→ **TASK DESCRIPTION**
Without changing a word, copy every line of the listing below and leave out the images.

→ **DATASET CONTENT**
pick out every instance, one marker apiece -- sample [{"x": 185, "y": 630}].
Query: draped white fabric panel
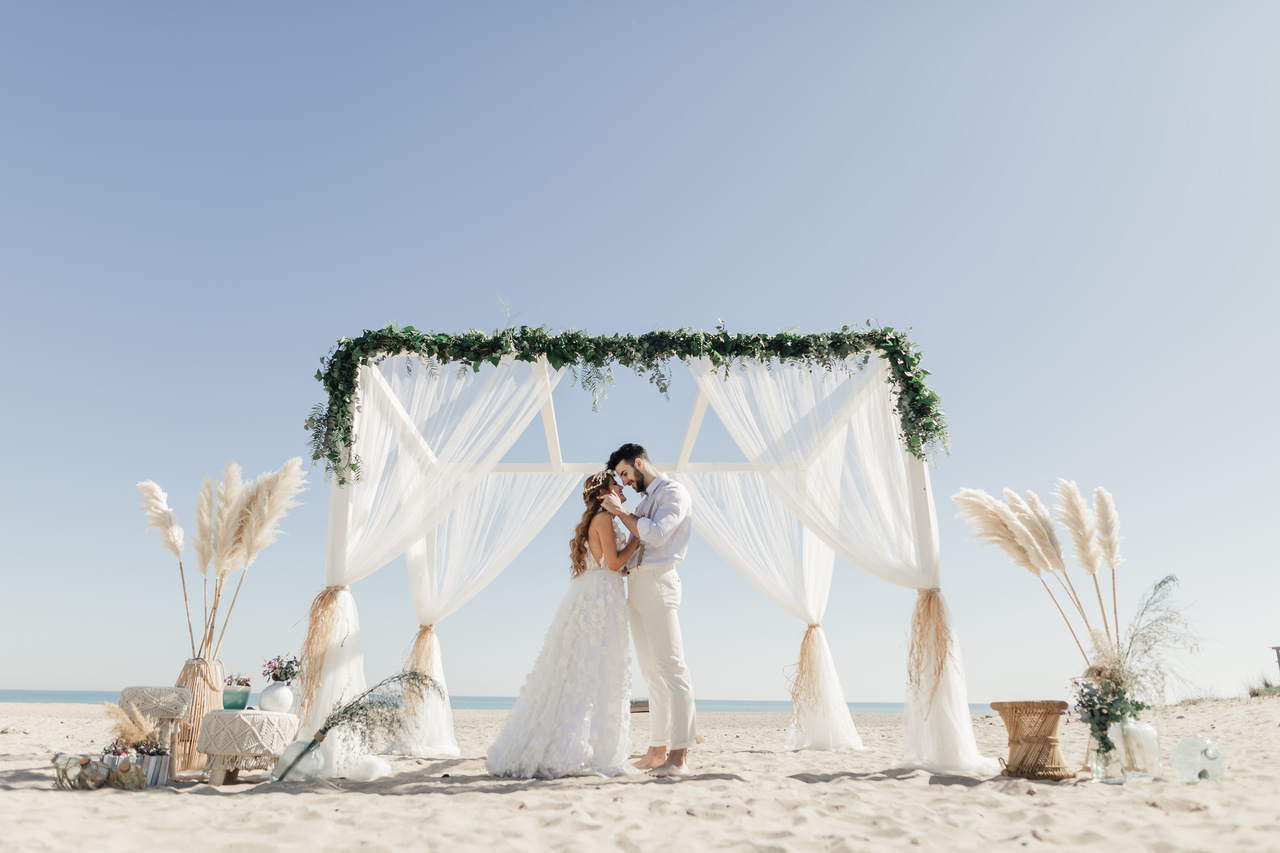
[
  {"x": 827, "y": 442},
  {"x": 425, "y": 436},
  {"x": 458, "y": 559},
  {"x": 750, "y": 527}
]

→ **ANSWER TO THE PROBLEM**
pick out every instance, one marker apiece -- sample [{"x": 185, "y": 630}].
Query: draped white fabric panel
[
  {"x": 827, "y": 442},
  {"x": 425, "y": 436},
  {"x": 458, "y": 559},
  {"x": 750, "y": 527}
]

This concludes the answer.